- _Problem details_
Copy word for word, please, the lines of the entries below running from the one containing "task | one point per instance, each pair like [322, 392]" to the one containing "task | one point per instance, each pair like [8, 5]", both ends included.

- _Material provided_
= Beginning of Section =
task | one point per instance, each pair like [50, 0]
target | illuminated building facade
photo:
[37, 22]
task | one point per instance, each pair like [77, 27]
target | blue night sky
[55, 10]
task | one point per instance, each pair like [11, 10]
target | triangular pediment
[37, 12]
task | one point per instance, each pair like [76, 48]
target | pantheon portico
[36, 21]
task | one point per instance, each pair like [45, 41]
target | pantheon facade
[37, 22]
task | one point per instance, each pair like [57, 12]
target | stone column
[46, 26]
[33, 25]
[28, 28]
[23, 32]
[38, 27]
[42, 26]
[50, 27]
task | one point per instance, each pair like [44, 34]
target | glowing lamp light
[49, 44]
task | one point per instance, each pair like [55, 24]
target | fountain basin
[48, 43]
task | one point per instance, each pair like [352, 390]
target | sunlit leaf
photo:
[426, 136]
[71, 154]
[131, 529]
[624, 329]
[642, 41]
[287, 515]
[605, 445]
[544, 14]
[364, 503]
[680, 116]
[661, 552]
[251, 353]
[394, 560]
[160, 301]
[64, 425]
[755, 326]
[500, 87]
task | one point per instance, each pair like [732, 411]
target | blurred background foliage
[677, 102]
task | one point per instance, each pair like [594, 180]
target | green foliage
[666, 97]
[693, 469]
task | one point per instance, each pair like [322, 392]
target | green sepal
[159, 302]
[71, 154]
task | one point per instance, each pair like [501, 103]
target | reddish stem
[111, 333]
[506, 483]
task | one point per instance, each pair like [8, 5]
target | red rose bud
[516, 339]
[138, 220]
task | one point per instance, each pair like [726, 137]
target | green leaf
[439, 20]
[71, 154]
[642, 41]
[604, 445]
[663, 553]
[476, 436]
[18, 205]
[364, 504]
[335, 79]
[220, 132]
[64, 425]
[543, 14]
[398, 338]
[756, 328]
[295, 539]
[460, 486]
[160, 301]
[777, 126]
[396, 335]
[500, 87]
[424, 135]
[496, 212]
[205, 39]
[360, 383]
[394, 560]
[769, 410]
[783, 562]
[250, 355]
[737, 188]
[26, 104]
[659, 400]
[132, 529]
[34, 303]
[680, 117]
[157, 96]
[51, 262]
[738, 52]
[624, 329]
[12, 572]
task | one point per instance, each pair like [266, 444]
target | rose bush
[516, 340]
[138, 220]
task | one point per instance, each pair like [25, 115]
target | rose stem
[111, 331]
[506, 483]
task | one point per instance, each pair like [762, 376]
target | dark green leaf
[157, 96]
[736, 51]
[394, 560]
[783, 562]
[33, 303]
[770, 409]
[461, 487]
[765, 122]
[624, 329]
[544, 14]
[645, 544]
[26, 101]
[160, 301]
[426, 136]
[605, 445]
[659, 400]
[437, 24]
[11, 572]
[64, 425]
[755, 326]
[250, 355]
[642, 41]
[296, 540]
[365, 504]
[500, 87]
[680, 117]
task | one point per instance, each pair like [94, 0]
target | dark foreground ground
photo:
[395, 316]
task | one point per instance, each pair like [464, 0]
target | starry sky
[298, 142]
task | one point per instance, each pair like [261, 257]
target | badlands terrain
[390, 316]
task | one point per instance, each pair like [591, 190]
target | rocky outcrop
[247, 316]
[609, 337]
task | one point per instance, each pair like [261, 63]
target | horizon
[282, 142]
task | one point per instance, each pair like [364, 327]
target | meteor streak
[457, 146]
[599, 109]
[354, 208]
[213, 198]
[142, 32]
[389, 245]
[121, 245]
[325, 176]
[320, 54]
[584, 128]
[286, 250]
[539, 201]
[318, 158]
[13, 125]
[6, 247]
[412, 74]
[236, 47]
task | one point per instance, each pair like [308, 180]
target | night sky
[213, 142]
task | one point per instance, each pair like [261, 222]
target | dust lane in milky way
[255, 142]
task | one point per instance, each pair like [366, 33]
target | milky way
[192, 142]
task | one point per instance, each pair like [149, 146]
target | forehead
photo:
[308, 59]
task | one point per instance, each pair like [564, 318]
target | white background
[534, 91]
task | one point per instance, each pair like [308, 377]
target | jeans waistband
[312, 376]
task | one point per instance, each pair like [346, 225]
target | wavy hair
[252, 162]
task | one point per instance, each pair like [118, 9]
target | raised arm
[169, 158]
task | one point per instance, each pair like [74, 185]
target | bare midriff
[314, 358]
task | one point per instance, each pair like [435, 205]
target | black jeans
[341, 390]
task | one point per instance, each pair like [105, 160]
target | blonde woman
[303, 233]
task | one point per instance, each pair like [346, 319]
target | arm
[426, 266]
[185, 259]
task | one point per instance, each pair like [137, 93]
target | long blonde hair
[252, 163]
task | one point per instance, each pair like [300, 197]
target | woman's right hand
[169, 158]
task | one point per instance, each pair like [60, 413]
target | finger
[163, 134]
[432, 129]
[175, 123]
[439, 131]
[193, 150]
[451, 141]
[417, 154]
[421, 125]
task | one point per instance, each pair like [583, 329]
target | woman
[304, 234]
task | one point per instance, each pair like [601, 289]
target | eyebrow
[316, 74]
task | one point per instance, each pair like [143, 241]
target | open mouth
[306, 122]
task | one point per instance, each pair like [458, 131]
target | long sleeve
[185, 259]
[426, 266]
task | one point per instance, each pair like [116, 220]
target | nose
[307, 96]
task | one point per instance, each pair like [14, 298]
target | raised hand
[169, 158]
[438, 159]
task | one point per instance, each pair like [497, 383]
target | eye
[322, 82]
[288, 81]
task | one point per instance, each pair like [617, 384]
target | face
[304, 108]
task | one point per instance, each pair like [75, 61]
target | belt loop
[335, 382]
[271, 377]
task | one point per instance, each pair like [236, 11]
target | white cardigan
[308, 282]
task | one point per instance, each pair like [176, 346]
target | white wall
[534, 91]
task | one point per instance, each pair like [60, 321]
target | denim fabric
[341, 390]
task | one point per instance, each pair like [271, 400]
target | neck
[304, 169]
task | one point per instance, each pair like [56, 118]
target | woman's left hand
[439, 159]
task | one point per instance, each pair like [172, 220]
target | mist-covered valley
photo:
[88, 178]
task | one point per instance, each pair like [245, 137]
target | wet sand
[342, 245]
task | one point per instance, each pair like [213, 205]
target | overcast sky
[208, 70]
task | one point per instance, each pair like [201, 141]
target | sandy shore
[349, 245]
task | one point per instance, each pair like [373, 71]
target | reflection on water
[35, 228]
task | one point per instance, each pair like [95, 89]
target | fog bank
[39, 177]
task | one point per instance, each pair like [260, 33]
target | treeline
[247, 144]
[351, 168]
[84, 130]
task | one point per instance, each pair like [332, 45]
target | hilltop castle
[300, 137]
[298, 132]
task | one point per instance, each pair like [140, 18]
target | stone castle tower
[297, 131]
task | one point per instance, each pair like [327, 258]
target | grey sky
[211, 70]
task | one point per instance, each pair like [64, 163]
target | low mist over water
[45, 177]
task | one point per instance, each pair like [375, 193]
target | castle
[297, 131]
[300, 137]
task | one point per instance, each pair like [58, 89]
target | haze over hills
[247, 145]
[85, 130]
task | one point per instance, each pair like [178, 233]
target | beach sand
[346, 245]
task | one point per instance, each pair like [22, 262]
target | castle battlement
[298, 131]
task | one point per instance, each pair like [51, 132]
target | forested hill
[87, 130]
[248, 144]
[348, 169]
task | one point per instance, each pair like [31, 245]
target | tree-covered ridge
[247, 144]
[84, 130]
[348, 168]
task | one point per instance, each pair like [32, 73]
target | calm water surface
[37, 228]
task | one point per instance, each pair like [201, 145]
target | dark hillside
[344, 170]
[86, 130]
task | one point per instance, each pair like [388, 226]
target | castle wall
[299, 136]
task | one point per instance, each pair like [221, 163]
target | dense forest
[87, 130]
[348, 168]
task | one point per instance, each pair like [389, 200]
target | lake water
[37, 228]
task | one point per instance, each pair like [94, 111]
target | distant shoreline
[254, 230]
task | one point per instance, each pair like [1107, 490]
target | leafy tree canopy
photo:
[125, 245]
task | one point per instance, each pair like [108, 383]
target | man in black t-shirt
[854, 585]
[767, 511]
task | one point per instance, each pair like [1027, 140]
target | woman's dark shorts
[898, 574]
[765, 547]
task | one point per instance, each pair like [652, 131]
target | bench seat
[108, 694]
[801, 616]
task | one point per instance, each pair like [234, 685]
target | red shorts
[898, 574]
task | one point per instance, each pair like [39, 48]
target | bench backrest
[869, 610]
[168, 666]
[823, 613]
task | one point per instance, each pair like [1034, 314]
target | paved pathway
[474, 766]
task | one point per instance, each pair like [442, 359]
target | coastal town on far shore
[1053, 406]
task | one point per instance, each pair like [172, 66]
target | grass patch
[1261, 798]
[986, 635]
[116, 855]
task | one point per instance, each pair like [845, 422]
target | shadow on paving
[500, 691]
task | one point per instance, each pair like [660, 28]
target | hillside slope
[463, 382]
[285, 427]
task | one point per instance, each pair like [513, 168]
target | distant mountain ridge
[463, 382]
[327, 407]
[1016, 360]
= End of Section =
- _Result of the task_
task | one point per instance, each pair like [322, 392]
target | green sepal
[159, 302]
[71, 154]
task | one point per instance, each pair like [501, 103]
target | reddish stem
[111, 333]
[506, 483]
task | one point per instance, each pair like [8, 5]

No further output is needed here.